** start Supplied information **

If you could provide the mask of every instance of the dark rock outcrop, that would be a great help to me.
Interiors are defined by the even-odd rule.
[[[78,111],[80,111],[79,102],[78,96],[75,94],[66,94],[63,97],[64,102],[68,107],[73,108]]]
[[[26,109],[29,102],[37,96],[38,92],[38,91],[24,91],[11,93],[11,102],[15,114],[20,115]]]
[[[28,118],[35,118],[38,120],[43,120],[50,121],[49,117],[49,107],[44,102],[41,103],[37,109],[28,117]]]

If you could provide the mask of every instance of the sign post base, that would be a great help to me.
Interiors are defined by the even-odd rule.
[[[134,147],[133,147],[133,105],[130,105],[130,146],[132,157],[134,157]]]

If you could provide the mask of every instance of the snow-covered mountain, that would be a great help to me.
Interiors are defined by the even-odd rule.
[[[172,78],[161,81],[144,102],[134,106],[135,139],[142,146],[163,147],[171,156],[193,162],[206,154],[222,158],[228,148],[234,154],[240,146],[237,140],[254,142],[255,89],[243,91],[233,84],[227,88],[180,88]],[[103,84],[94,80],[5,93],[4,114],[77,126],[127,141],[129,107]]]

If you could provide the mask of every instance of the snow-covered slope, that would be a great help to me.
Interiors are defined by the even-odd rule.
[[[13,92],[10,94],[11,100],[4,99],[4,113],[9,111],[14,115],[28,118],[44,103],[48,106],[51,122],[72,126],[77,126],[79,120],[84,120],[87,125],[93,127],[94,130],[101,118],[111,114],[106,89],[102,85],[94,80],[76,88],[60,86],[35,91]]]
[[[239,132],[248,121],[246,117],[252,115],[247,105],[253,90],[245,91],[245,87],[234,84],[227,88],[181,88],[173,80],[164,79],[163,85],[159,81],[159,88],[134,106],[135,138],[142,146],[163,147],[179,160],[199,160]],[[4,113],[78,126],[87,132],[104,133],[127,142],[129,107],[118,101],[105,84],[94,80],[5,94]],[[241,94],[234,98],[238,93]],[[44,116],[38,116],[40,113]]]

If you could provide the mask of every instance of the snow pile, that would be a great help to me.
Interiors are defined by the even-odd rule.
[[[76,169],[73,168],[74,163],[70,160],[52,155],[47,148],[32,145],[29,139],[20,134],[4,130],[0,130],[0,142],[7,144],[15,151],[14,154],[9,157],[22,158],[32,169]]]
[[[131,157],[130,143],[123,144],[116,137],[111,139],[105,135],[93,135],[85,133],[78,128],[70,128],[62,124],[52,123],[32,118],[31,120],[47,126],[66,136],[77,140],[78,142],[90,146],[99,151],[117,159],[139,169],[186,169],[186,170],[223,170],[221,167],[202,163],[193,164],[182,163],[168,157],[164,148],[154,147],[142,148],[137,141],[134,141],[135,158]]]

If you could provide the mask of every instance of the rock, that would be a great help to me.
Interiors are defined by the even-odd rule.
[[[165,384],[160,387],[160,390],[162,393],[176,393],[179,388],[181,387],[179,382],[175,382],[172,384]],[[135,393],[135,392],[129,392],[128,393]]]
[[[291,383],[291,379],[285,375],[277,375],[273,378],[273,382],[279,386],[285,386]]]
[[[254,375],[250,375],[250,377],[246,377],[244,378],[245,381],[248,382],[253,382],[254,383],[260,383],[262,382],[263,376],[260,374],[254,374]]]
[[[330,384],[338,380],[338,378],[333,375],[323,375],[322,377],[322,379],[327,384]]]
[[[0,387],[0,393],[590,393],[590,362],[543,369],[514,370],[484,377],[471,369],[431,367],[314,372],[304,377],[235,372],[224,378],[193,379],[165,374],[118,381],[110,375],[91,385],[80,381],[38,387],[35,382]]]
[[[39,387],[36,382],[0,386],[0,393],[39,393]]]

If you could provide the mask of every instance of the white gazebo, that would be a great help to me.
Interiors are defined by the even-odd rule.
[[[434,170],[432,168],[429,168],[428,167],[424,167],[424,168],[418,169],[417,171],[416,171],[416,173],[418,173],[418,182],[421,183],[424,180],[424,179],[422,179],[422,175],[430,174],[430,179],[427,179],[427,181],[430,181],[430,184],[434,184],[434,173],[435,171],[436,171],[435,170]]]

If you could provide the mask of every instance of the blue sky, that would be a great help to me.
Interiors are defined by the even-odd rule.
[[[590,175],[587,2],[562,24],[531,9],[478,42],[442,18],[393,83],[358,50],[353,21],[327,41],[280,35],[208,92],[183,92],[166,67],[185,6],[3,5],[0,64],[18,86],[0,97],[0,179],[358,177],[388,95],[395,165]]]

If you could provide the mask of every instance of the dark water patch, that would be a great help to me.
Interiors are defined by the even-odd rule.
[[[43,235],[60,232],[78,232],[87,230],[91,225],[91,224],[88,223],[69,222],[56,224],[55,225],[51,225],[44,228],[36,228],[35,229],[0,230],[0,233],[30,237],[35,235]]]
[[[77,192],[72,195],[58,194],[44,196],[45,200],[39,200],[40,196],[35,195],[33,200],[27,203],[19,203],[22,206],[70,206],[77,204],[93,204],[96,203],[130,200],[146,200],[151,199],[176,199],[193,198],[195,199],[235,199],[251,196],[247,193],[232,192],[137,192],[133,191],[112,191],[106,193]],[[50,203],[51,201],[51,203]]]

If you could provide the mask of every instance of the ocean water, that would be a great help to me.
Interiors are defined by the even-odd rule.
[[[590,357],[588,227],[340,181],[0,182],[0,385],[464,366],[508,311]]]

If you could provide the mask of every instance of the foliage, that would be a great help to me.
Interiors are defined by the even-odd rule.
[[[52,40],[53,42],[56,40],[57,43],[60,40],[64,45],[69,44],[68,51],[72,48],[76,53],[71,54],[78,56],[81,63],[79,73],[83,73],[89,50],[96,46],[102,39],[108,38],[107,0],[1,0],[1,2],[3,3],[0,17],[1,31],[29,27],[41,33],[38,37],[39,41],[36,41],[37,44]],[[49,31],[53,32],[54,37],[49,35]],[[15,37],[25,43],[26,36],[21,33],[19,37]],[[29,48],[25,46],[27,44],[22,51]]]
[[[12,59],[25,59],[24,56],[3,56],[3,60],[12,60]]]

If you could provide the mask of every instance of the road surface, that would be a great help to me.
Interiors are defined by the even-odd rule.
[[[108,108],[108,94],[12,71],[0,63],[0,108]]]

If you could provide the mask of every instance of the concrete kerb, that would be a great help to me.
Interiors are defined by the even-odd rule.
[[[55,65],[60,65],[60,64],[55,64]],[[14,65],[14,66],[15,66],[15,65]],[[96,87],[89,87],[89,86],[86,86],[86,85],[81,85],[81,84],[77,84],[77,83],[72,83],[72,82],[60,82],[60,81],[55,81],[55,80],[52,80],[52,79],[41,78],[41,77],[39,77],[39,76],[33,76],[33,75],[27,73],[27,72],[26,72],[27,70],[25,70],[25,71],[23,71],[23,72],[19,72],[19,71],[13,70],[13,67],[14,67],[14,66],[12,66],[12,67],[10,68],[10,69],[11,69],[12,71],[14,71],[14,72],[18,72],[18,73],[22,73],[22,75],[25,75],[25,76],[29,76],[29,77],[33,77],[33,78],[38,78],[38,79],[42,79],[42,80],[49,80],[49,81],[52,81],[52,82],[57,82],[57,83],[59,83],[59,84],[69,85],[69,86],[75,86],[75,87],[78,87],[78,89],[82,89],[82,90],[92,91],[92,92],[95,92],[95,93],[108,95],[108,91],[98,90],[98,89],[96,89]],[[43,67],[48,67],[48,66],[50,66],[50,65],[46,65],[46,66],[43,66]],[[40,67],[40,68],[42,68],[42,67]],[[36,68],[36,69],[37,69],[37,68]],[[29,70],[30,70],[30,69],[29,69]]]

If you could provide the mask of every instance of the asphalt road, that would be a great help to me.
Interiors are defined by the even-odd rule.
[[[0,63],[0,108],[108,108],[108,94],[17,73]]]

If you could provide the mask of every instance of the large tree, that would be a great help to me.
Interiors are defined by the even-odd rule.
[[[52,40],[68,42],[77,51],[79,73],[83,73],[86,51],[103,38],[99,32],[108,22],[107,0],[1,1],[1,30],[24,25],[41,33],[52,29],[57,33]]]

** end Supplied information **

* **What to produce**:
Rewrite the records from the line with "of the asphalt" up to and including the line with "[[[0,63],[0,108],[108,108],[108,94],[17,73]]]", changing "asphalt road" to "gravel path" and leaving everything else the same. Give only those lines.

* **Problem solution**:
If you could provide the mask of every instance of the gravel path, that would be a great help to me.
Interiors are defined by the even-odd rule.
[[[0,63],[0,108],[108,108],[108,94],[17,73]]]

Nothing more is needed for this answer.